- Input data:
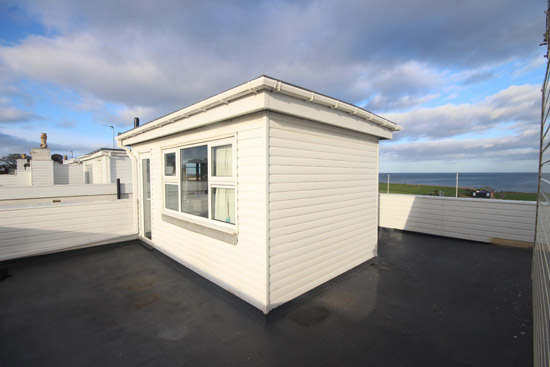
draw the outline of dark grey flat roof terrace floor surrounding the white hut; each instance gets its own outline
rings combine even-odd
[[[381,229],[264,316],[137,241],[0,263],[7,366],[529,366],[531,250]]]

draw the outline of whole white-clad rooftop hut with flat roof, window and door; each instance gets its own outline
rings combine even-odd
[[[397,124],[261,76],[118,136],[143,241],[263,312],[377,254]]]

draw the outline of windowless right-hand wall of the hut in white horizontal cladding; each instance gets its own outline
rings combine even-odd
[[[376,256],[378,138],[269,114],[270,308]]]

==

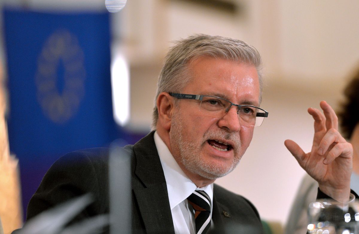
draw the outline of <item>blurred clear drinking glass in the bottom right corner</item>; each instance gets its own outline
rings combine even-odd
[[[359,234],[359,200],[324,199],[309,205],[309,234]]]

==

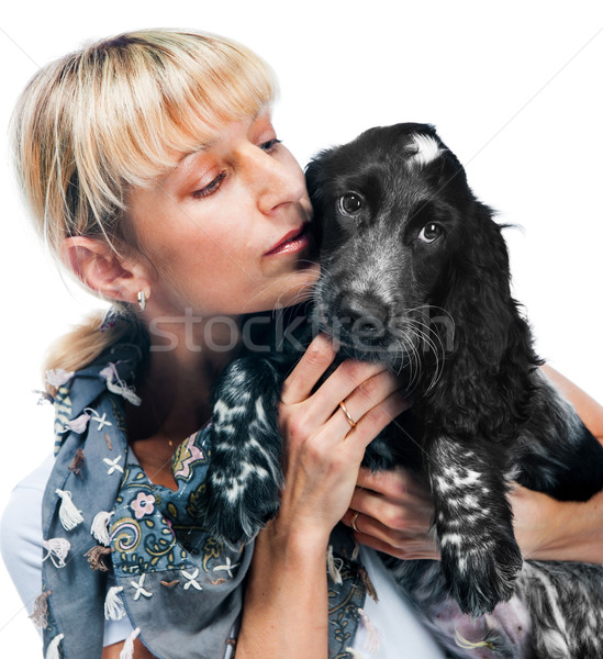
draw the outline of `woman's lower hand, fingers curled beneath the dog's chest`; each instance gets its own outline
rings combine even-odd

- To do: Taking the entries above, write out exactly the lines starting with the line containing "draw the outline of dark" and going on through the line containing "draw the outline of whole", both included, and nothing else.

- Problem solution:
draw the outline of dark grey flat roof terrace floor surrounding the white hut; each instance gets its own outline
rings combine even-odd
[[[381,229],[264,316],[137,241],[0,263],[7,366],[529,366],[531,250]]]

draw the outline of whole white-clad rooftop hut with flat roof, window and door; each instance gets its own outline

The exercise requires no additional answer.